练习要求:
[a] 判断以下三项陈述是否与关于LeetCode插件的文章相符：(i) 文中称插件生成的示例代码是正确的；(ii) 该题难度标为 Medium；(iii) 所有机场都用三个小写字母表示。每项回答"是"或"否"，并原样引用文章中起决定作用的词句。
[b] 把清单中从包含"Annotation guideline — the target class is reflection"的那一行起、到包含"127;190;463;332"的那一行止的各行整理成 JSON 字符串列表，每行对应一个字符串，空行略去。

文章:
_ _ _ _

对写LeetCode博客很有用的一个小插件

https://chrome.google.com/webstore/detail/leetcode-helper/gleoepapfjkpcijfmchfabbnldejdnoj/related
他会：

他会产生以下效果 可以说是非常棒了。（虽然下面的代码是错的 😦 ）

332. Reconstruct Itinerary

Difficulty: Medium

Related Topics: Depth-first Search, Graph

Given a list of airline tickets represented by pairs of departure and arrival airports [from, to], reconstruct the itinerary in order. All of the tickets belong to a man who departs from JFK. Thus, the itinerary must begin with JFK.

Note:

1. If there are multiple valid itineraries, you should return the itinerary that has the smallest lexical order when read as a single string. For example, the itinerary ["JFK", "LGA"] has a smaller lexical order than ["JFK", "LGB"].
2. All airports are represented by three capital letters (IATA code).
3. You may assume all tickets form at least one valid itinerary.
4. One must use all the tickets once and only once.

Example 1:

Input: [["MUC", "LHR"], ["JFK", "MUC"], ["SFO", "SJC"], ["LHR", "SFO"]]
Output: ["JFK", "MUC", "LHR", "SFO", "SJC"]

Example 2:

Input: [["JFK","SFO"],["JFK","ATL"],["SFO","ATL"],["ATL","JFK"],["ATL","SFO"]]
Output: ["JFK","ATL","JFK","SFO","ATL","SFO"]
Explanation: Another possible reconstruction is ["JFK","SFO","ATL","JFK","ATL","SFO"].
             But it is larger in lexical order.

_ _ _ _

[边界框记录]
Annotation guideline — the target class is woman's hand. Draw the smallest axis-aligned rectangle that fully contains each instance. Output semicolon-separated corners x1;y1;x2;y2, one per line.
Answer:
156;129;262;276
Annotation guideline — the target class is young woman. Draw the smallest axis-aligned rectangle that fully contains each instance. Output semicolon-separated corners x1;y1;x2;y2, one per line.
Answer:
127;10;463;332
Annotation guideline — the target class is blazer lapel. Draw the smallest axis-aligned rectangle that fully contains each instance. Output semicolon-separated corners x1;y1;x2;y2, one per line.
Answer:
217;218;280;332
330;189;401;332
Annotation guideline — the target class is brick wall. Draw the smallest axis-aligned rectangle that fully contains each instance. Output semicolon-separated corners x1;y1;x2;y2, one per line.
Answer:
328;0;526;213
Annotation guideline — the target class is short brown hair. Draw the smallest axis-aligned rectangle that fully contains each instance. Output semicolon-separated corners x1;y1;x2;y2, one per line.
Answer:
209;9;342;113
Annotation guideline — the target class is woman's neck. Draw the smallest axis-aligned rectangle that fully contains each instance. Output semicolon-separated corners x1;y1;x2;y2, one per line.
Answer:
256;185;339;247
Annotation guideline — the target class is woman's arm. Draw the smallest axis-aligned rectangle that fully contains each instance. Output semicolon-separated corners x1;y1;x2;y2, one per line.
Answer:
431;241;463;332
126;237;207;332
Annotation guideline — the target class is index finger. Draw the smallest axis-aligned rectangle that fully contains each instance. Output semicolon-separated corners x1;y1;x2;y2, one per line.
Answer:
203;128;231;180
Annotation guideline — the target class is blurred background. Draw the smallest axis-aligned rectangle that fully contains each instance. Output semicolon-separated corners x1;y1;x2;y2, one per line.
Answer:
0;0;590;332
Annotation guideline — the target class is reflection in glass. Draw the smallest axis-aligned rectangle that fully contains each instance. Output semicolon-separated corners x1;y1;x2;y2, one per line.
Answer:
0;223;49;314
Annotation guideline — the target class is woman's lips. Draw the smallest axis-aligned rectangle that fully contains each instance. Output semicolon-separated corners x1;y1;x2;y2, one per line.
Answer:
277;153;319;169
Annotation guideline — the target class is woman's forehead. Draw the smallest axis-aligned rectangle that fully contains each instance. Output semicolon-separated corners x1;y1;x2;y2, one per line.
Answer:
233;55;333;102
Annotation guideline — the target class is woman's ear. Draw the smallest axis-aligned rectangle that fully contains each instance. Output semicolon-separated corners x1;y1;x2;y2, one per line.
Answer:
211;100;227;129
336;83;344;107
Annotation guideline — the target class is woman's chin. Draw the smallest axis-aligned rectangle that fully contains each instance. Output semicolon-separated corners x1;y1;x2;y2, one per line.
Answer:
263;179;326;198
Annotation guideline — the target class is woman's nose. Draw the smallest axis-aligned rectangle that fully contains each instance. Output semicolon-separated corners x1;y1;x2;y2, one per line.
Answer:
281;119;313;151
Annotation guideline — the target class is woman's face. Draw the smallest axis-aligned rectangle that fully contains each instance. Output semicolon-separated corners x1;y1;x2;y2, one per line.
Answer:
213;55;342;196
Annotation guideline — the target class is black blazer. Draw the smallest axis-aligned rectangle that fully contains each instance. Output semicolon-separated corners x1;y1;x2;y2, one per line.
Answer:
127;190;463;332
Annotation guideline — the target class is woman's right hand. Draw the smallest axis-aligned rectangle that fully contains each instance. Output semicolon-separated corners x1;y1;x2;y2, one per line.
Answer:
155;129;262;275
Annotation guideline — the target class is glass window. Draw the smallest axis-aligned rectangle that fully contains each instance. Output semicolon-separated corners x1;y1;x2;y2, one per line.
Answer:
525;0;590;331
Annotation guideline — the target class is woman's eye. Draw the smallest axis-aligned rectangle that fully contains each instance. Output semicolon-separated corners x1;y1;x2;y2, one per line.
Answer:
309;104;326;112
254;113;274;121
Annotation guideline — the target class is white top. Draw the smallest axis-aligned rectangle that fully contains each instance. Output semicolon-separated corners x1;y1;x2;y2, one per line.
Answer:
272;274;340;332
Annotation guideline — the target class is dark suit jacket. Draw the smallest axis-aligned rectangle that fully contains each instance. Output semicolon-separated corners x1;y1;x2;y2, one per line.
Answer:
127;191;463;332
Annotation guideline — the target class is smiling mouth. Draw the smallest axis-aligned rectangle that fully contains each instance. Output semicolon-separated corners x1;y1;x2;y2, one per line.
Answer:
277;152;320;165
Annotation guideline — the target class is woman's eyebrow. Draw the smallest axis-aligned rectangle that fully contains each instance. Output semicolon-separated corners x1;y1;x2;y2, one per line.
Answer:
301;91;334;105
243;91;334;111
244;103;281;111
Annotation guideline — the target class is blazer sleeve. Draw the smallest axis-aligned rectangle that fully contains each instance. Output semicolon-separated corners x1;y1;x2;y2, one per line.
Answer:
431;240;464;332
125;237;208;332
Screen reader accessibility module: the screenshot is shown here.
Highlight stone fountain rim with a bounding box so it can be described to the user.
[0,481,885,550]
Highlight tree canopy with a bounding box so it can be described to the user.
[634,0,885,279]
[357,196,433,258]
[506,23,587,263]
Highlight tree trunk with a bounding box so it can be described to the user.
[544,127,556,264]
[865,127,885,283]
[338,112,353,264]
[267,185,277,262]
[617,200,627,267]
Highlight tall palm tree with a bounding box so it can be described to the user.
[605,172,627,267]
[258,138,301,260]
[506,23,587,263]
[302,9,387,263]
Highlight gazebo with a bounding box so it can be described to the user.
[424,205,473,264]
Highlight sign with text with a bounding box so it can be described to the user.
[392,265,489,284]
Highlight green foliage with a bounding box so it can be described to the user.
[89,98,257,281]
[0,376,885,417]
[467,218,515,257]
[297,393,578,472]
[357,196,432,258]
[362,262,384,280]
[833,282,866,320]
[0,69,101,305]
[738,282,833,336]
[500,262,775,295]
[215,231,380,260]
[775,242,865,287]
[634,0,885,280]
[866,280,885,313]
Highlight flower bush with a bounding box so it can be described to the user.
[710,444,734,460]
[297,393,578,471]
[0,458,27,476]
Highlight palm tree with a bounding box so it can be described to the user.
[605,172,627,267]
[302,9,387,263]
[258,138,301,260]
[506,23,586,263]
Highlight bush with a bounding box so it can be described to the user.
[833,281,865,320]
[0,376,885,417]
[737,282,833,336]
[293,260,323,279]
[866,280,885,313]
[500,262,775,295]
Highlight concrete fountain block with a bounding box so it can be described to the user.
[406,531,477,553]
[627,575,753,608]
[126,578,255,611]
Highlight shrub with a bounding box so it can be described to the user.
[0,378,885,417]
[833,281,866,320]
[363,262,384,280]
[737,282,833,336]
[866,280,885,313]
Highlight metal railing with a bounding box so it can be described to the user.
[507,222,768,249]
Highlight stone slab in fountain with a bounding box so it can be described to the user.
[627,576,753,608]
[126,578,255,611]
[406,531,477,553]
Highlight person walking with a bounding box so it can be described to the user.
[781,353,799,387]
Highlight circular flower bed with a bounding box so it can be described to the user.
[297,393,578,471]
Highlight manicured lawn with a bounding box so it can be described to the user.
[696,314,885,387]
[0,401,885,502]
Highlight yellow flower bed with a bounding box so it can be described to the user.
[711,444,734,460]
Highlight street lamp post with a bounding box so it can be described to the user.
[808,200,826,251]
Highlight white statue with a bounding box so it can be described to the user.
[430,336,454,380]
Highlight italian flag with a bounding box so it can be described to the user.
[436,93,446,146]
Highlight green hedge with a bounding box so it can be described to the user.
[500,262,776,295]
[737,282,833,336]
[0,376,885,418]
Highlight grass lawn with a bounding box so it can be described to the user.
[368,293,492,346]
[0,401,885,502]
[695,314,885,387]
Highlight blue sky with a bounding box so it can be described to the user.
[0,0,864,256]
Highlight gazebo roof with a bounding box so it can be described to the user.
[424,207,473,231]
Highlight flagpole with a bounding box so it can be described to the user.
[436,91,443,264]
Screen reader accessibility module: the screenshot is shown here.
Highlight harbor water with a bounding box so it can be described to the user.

_ _ _ _

参考答案:
[a]
(i) 否——"虽然下面的代码是错的"
(ii) 是——"Difficulty: Medium"
(iii) 否——"All airports are represented by three capital letters (IATA code)."

[b]
[
  "Annotation guideline — the target class is reflection in glass. Draw the smallest axis-aligned rectangle that fully contains each instance. Output semicolon-separated corners x1;y1;x2;y2, one per line.",
  "Answer:",
  "0;223;49;314",
  "Annotation guideline — the target class is woman's lips. Draw the smallest axis-aligned rectangle that fully contains each instance. Output semicolon-separated corners x1;y1;x2;y2, one per line.",
  "Answer:",
  "277;153;319;169",
  "Annotation guideline — the target class is woman's forehead. Draw the smallest axis-aligned rectangle that fully contains each instance. Output semicolon-separated corners x1;y1;x2;y2, one per line.",
  "Answer:",
  "233;55;333;102",
  "Annotation guideline — the target class is woman's ear. Draw the smallest axis-aligned rectangle that fully contains each instance. Output semicolon-separated corners x1;y1;x2;y2, one per line.",
  "Answer:",
  "211;100;227;129",
  "336;83;344;107",
  "Annotation guideline — the target class is woman's chin. Draw the smallest axis-aligned rectangle that fully contains each instance. Output semicolon-separated corners x1;y1;x2;y2, one per line.",
  "Answer:",
  "263;179;326;198",
  "Annotation guideline — the target class is woman's nose. Draw the smallest axis-aligned rectangle that fully contains each instance. Output semicolon-separated corners x1;y1;x2;y2, one per line.",
  "Answer:",
  "281;119;313;151",
  "Annotation guideline — the target class is woman's face. Draw the smallest axis-aligned rectangle that fully contains each instance. Output semicolon-separated corners x1;y1;x2;y2, one per line.",
  "Answer:",
  "213;55;342;196",
  "Annotation guideline — the target class is black blazer. Draw the smallest axis-aligned rectangle that fully contains each instance. Output semicolon-separated corners x1;y1;x2;y2, one per line.",
  "Answer:",
  "127;190;463;332"
]